Start
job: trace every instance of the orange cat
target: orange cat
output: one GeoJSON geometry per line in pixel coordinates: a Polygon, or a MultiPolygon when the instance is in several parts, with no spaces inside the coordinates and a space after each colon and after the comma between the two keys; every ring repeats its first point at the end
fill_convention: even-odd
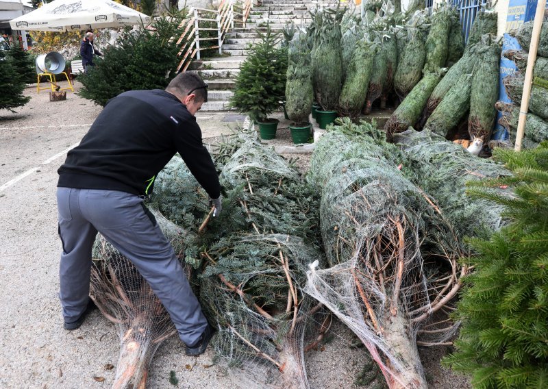
{"type": "Polygon", "coordinates": [[[471,154],[477,155],[484,148],[484,139],[483,138],[474,138],[473,140],[469,140],[468,139],[457,139],[453,141],[453,143],[460,145],[468,150],[471,154]]]}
End
- _What you should do_
Copy the material above line for line, without changing any character, and leave the picture out of your copy.

- _Worked answer_
job: trace every instance of the orange cat
target: orange cat
output: one GeoJSON geometry per line in pixel coordinates: a Polygon, or a MultiPolygon when the instance is in several parts, with no spaces inside the coordinates and a space after each colon and after the comma between the two keys; every ring repeats its first point at the end
fill_convention: even-odd
{"type": "Polygon", "coordinates": [[[471,154],[477,155],[484,148],[484,139],[483,138],[474,138],[473,140],[469,140],[468,139],[457,139],[453,141],[453,143],[460,145],[468,150],[471,154]]]}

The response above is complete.